Begin with the line holding "Call locate_point to put a point on the sky, one" and write out each following line to the end of the data, exactly. Pictures are left out.

* Begin SUPPLIED DATA *

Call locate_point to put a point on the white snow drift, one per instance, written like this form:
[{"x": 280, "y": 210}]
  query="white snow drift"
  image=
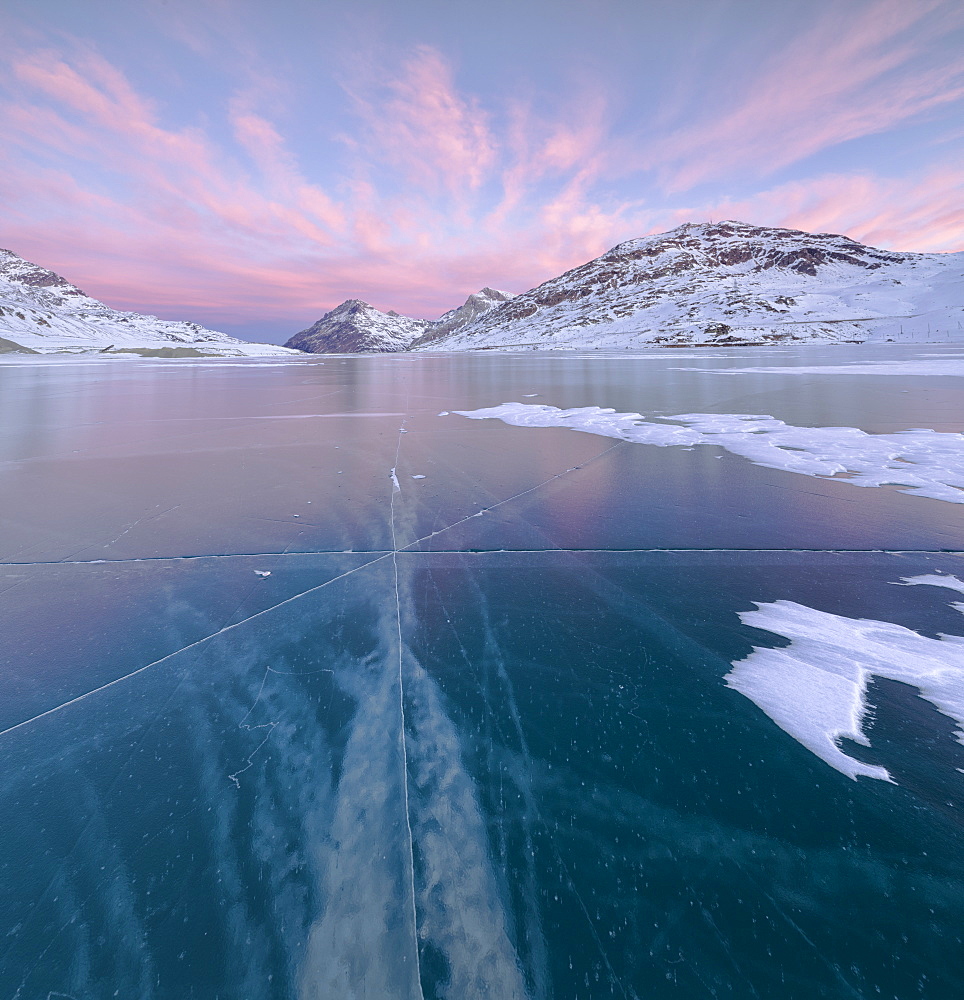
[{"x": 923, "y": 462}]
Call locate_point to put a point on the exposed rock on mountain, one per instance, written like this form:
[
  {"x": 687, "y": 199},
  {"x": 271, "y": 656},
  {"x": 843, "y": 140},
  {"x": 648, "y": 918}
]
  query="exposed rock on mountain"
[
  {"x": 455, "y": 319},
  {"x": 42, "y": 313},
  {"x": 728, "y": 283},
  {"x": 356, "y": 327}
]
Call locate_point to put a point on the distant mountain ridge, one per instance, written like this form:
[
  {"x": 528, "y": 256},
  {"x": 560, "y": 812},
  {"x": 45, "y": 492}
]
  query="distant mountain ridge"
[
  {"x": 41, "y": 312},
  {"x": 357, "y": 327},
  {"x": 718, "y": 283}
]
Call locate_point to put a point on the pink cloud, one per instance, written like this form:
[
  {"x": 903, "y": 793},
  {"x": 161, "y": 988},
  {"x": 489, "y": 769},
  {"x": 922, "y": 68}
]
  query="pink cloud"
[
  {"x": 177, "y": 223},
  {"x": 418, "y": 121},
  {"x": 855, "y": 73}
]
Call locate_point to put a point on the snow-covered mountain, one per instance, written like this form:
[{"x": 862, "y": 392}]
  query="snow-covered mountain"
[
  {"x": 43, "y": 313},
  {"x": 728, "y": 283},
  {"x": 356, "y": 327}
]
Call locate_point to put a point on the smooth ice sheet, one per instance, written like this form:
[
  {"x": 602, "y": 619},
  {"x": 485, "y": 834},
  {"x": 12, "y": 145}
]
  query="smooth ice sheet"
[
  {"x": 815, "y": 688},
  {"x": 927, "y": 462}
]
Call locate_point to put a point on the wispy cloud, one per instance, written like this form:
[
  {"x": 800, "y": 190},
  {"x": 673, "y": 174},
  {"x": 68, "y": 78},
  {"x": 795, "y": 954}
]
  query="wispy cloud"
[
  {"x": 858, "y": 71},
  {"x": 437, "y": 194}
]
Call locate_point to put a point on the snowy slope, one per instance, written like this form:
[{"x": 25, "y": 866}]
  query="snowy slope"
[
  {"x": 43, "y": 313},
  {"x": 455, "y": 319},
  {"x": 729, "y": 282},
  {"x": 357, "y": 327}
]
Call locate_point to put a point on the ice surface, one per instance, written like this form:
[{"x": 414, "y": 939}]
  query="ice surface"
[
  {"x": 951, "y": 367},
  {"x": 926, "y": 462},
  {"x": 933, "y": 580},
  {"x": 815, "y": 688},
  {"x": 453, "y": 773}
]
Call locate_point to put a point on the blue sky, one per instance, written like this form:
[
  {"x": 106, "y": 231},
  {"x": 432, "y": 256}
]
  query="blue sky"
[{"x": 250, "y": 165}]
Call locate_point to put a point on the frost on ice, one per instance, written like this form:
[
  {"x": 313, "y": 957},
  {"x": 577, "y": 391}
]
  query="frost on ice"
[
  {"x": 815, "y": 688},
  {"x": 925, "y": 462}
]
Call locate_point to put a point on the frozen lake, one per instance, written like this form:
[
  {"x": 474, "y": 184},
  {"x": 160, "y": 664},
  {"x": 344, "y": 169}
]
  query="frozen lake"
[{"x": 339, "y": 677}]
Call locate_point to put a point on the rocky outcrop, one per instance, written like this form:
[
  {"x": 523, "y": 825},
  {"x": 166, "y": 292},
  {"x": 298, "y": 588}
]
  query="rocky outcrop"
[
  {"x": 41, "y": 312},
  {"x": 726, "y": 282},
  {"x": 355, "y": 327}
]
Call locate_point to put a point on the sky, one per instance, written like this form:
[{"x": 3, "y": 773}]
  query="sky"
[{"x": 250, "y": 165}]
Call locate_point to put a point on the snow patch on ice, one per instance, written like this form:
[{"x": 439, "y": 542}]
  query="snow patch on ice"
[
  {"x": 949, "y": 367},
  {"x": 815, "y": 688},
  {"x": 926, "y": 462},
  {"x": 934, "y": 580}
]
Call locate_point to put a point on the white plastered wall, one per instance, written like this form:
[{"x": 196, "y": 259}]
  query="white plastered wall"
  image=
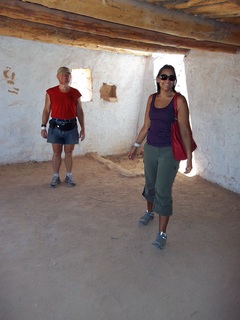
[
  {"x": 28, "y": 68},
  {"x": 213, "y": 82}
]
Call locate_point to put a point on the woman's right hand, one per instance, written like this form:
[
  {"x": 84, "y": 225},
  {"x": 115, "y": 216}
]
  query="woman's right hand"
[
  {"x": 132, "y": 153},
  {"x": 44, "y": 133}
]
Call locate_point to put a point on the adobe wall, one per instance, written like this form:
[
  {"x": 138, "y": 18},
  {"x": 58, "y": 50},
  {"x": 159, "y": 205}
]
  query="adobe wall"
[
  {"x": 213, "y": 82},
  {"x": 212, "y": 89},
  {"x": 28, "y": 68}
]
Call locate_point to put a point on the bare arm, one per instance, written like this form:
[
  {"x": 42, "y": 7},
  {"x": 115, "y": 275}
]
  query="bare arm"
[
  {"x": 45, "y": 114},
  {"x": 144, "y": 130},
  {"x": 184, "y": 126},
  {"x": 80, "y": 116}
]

* End SUPPLIED DATA *

TASK ANSWER
Call locate_point to put a point on the sky, one per instance, written like this form:
[{"x": 3, "y": 773}]
  query="sky"
[{"x": 250, "y": 165}]
Call locate_point to put a point on the snow patch on ice, one per instance, written like this form:
[{"x": 439, "y": 542}]
  query="snow patch on ice"
[
  {"x": 949, "y": 367},
  {"x": 815, "y": 688},
  {"x": 926, "y": 462},
  {"x": 934, "y": 580}
]
Call locate_point to put a point on the white plastered wall, one per instance, written like this form:
[{"x": 196, "y": 259}]
  query="white plastered wall"
  image=
[
  {"x": 28, "y": 68},
  {"x": 213, "y": 82}
]
Call locate_point to put a point on the woman's right hand, one per instance, written like this form:
[
  {"x": 84, "y": 225},
  {"x": 115, "y": 216}
]
  query="woman's right hand"
[
  {"x": 132, "y": 153},
  {"x": 44, "y": 133}
]
Call locate_point to put a point on the adobe wall, one per instance, written like this form:
[
  {"x": 138, "y": 18},
  {"x": 58, "y": 50},
  {"x": 159, "y": 205}
]
  query="adobe wall"
[
  {"x": 213, "y": 82},
  {"x": 212, "y": 89},
  {"x": 28, "y": 68}
]
Call locate_point to put a point on the bare arm, one per instance, written like this form:
[
  {"x": 42, "y": 7},
  {"x": 115, "y": 275}
]
  query="bare arm"
[
  {"x": 45, "y": 114},
  {"x": 144, "y": 130},
  {"x": 184, "y": 126},
  {"x": 80, "y": 116}
]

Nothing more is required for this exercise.